(Dataset excerpts on object pointing)
* Start *
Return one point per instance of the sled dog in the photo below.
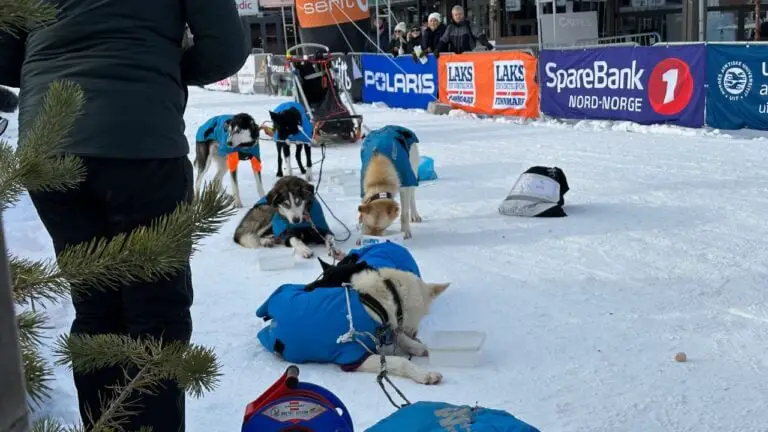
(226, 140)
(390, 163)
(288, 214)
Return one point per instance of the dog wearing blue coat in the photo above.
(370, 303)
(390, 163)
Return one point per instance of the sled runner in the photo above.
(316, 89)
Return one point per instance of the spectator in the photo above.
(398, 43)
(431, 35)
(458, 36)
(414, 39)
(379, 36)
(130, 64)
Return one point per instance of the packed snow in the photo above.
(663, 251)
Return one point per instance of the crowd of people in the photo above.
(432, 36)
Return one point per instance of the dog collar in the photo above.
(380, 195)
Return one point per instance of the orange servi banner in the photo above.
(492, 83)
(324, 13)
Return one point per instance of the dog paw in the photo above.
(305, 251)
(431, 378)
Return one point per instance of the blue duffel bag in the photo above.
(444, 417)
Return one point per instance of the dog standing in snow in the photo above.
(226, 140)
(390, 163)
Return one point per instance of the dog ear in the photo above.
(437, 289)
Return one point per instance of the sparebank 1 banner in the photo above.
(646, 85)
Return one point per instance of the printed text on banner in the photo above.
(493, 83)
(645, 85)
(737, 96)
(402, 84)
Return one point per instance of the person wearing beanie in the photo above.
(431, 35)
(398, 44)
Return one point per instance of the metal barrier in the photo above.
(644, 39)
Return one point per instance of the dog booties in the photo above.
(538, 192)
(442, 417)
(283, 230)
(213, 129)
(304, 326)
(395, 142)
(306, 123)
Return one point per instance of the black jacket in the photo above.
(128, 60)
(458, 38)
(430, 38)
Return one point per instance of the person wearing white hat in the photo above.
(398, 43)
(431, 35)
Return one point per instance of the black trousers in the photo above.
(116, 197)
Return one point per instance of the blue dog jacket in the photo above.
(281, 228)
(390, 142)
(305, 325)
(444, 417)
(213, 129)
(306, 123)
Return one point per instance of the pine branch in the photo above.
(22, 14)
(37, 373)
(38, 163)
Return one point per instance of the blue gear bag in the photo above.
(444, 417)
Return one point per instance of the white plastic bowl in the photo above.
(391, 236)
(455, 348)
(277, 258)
* End *
● **Instruction**:
Keep the pictures out and write out the records exactly.

● **Result of this task**:
Return one point per instance of the sled dog in the photo below.
(226, 140)
(390, 163)
(288, 214)
Return one point per instance of the dog wearing blue coat in the photo above.
(370, 303)
(390, 163)
Return one point per instance of the sled runner in the photo above.
(316, 89)
Return one point per instance of the spectator in the photo above.
(398, 43)
(431, 35)
(458, 36)
(414, 39)
(379, 36)
(130, 64)
Return one point per instance of the packed snow in the photo above.
(663, 251)
Return one point per instance of the crowd of people in the photo above.
(432, 36)
Return one point per instance of the dog collar in the photo above.
(380, 195)
Return one point per instance of the orange servi banner in the photo above.
(492, 83)
(324, 13)
Return one point per instance of the dog paw in the photo above.
(305, 251)
(431, 378)
Return one point per instance of the blue duffel bag in the photo above.
(444, 417)
Return one point per instance of the dog standing in snow in the photo above.
(226, 140)
(390, 163)
Return one point per instance of the dog ear in the photo above.
(437, 289)
Return one point per instance of the sparebank 1 banner in the photo above.
(646, 85)
Return one point per instance of the printed text on banner in the photo above.
(493, 83)
(645, 85)
(737, 96)
(402, 84)
Return one point per instance of the person wearing beanie in the photo above.
(431, 35)
(398, 44)
Return one point per instance of the metal barrier in the photo above.
(644, 39)
Return one point per instance of the dog booties in the photo above.
(538, 192)
(442, 417)
(283, 230)
(213, 129)
(304, 326)
(395, 142)
(306, 123)
Return one point per instance of the black jacket in the photo above.
(128, 60)
(458, 38)
(430, 38)
Return one point per instance of the person wearing white hat in the photo above.
(398, 43)
(431, 35)
Return one point per instance of the black trousers in the photo above.
(116, 197)
Return one point per instance of the blue dog jacket in the photo above.
(281, 228)
(390, 142)
(305, 325)
(444, 417)
(213, 129)
(306, 123)
Return one point per instance of the pine branch in the photo above.
(22, 14)
(37, 373)
(38, 163)
Return one point per instance of the blue gear bag in the photo above.
(444, 417)
Return one point per instance of the white plastic bowl in the photo above.
(391, 236)
(455, 348)
(277, 258)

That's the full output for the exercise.